### YOUR INSTRUCTIONS
Each entry below should be written out exactly as it is, with no pictures.

— start —

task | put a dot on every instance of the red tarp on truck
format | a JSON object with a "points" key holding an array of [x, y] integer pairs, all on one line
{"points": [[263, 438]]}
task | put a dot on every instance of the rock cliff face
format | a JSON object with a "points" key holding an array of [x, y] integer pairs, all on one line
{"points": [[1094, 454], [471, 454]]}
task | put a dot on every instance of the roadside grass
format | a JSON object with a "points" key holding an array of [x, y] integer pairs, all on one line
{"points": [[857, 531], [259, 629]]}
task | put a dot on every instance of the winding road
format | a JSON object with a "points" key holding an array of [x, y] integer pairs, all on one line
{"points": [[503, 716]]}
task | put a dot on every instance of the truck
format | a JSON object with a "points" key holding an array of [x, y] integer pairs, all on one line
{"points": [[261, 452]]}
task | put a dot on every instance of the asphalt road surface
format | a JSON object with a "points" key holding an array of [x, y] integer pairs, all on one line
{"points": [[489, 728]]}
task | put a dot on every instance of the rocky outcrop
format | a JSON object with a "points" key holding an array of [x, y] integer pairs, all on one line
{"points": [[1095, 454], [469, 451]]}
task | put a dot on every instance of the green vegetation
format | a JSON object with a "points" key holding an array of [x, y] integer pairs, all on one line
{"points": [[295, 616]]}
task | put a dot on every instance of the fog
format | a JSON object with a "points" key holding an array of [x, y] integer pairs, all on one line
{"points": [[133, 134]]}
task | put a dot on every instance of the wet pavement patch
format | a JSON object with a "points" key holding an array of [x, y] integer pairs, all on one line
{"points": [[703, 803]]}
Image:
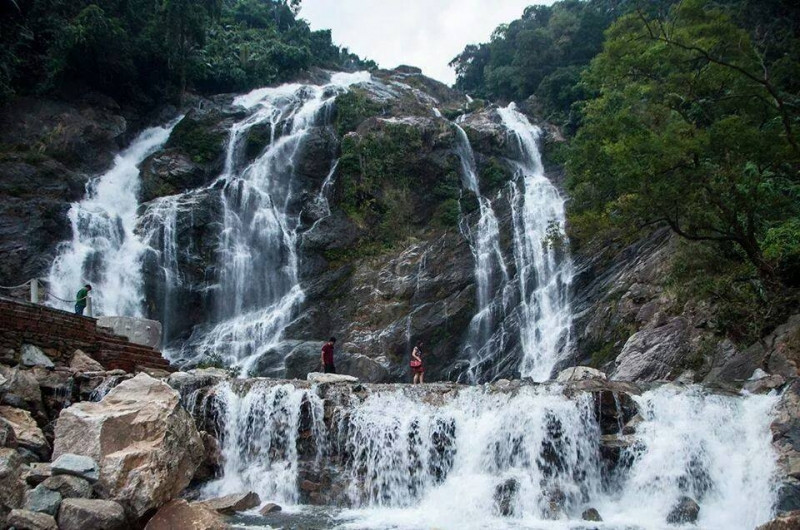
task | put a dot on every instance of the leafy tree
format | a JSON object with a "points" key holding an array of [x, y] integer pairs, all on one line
{"points": [[694, 127]]}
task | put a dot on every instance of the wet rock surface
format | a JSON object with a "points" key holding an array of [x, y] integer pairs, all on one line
{"points": [[146, 459]]}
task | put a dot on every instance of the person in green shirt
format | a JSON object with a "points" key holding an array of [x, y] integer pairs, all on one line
{"points": [[80, 299]]}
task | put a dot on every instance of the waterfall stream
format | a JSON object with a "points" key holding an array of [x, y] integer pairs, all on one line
{"points": [[105, 250], [478, 458], [544, 268]]}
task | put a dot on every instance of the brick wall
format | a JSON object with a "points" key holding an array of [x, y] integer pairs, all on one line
{"points": [[59, 333]]}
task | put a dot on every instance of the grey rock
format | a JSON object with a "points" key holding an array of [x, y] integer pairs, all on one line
{"points": [[83, 363], [28, 520], [653, 353], [37, 473], [7, 436], [146, 444], [27, 433], [43, 500], [76, 465], [268, 508], [686, 510], [786, 521], [230, 504], [69, 486], [320, 378], [505, 495], [137, 330], [12, 486], [33, 356], [21, 389], [82, 514]]}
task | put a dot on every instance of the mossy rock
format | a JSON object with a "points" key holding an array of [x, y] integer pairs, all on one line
{"points": [[493, 174], [201, 138], [352, 108], [257, 139]]}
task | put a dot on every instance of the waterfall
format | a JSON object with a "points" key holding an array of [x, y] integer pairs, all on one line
{"points": [[475, 457], [105, 250], [544, 269], [258, 291], [262, 436], [490, 268]]}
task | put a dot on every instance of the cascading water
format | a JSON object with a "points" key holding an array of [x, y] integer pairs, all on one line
{"points": [[490, 268], [479, 458], [260, 439], [544, 268], [105, 249], [258, 291]]}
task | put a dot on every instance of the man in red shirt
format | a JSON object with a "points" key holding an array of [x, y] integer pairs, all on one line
{"points": [[327, 356]]}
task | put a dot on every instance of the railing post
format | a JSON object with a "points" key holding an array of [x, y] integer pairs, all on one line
{"points": [[34, 291]]}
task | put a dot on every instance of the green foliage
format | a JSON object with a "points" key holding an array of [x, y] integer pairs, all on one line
{"points": [[145, 50], [448, 213], [542, 53], [352, 108], [688, 131], [198, 139], [375, 171], [493, 174]]}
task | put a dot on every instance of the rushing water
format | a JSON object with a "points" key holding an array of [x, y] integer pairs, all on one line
{"points": [[485, 459], [105, 250], [544, 268], [490, 268]]}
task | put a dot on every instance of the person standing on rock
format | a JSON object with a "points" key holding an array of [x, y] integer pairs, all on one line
{"points": [[327, 356], [417, 368], [80, 299]]}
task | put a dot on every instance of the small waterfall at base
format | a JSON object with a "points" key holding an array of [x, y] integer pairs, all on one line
{"points": [[261, 433], [105, 250], [475, 457], [544, 268]]}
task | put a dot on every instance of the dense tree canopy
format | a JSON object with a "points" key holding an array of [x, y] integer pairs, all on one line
{"points": [[541, 53], [146, 50], [694, 126]]}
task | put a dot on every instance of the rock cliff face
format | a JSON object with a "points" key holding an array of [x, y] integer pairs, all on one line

— end —

### CORRECT RESPONSE
task | put a dot on every instance of the red tarp on truck
format | a JSON object with a "points" key holding an array of [x, y] integer pairs, all on one line
{"points": [[263, 438]]}
task | put a dot on every instance of the rock cliff face
format | a JSON object with a "points" key holding an array of [x, y] integer pairs, all on one line
{"points": [[1094, 454], [471, 454]]}
task | put a dot on every instance of the roadside grass
format | a JSON object with a "points" key holding an array of [x, y] integer pairs, all on one line
{"points": [[857, 531], [259, 629]]}
task | put a dot on every instance of the winding road
format | a JSON object with a "points" key holding an array of [x, y] integer pairs, all on one line
{"points": [[503, 716]]}
task | put a dot on every instance of the truck
format | a JSON object with a "points" key holding an array of [x, y] integer pairs, all on one line
{"points": [[261, 452]]}
task | put a dot on every instance of the asphalt road surface
format | a JSON object with a "points" key holding an array of [x, y] integer pairs, all on one line
{"points": [[489, 728]]}
task | put a dot on every instance of the rocky outcrop
format | a JSON object with a "points" key holding an array of [x, y] integer pairs, all on one line
{"points": [[1095, 454], [469, 451]]}
task | put a dot on every instance of the green vegetation
format | a JSON object with a "points" key holding an array of [x, y] integer pairs, all on one line
{"points": [[295, 616]]}
task | put a dot on every instance of the fog
format | a JSON object with a "points" key holding an array of [x, y] integer pairs, all on one line
{"points": [[133, 134]]}
task | put a dot on every instance of the wet pavement patch
format | a JSON object with a "points" key holding an array of [x, y] integer pairs, all on one line
{"points": [[703, 803]]}
Image:
task | put a dot on every instance of the leafy tree
format | a JSON object with a "points" key holding an array of [x, y] integer pairs, all on one line
{"points": [[694, 127]]}
task | put a dot on every instance of the wet rock surface
format | a JSON object with a "points" key holding an array of [x, y] integer pairs, all on one line
{"points": [[146, 459]]}
task | put a dot on every instance of the person in green shirt
format | a JSON object with a "points" key holding an array of [x, y] integer pairs, all on one line
{"points": [[80, 299]]}
task | put a dot on every instance of the waterfall stream
format | a JSON object with a "points" key holding an array of [x, y] integer pairs, all on one line
{"points": [[105, 250], [478, 458], [544, 268]]}
task | put a dot on every instance of the brick wall
format | a JSON object with a "points" key holding an array of [x, y] integer pairs, all on one line
{"points": [[59, 333]]}
task | put a dot on every instance of the grey rock
format | a JSON object with a "points" key holding an array of [x, y] integer pairs, all on one line
{"points": [[83, 363], [28, 520], [653, 353], [37, 473], [7, 436], [146, 444], [27, 433], [43, 500], [76, 465], [268, 508], [686, 510], [786, 521], [230, 504], [69, 486], [320, 378], [505, 495], [137, 330], [12, 486], [33, 356], [21, 389], [82, 514]]}
task | put a dot on every instance of the mossy rock
format | a JSON object with a "points" key holding an array of [x, y] integer pairs, all on one line
{"points": [[493, 174], [201, 138], [352, 108], [257, 139]]}
task | put a dot on every instance of the waterfall
format | a JSON object with a "points" key holding an array of [x, y] integer pairs, all on one line
{"points": [[475, 457], [105, 250], [544, 269], [258, 291], [262, 436], [490, 268]]}
task | put a dot on every instance of the cascading water
format | a JSON object with a "points" key holding an array of [x, y] integer pairs, all on one line
{"points": [[490, 268], [479, 458], [260, 439], [544, 268], [105, 249], [258, 291]]}
task | put a dot on every instance of the man in red shirt
format | a JSON object with a "points" key holding an array of [x, y] integer pairs, all on one line
{"points": [[327, 356]]}
task | put a dot on every instance of the railing post
format | a JSON object with a "points" key holding an array of [x, y] integer pairs, all on one line
{"points": [[34, 291]]}
task | put a dot on every instance of the green foliage
format | a JSON object with a "points" key holding an array of [x, y] integer pairs, all on one line
{"points": [[145, 50], [448, 213], [542, 53], [352, 108], [688, 131], [198, 139], [375, 171], [493, 174]]}
task | put a dot on every instance of the rushing water
format | a JSON object with a "points" key holding an array of [x, y] integer pairs, all on one line
{"points": [[485, 459], [105, 250], [544, 268], [490, 268]]}
task | put a dot on every instance of the person standing on rock
format | a JSON object with a "points" key holding an array of [x, y] integer pairs, all on one line
{"points": [[327, 356], [417, 368], [80, 299]]}
task | put a dot on every instance of the small waterfall at base
format | a JSON object with a "points" key holding an array of [x, y] integer pairs, all on one line
{"points": [[261, 433], [105, 250], [475, 457], [544, 268]]}
task | put a dot on every instance of the dense tree canopy
format | a JSON object with a "points" key holding an array of [x, y] integer pairs, all on one line
{"points": [[541, 53], [146, 50], [694, 126]]}
task | put a dot on every instance of the rock cliff face
format | a JSON object with a "points" key holding an array of [x, y] integer pairs, all on one line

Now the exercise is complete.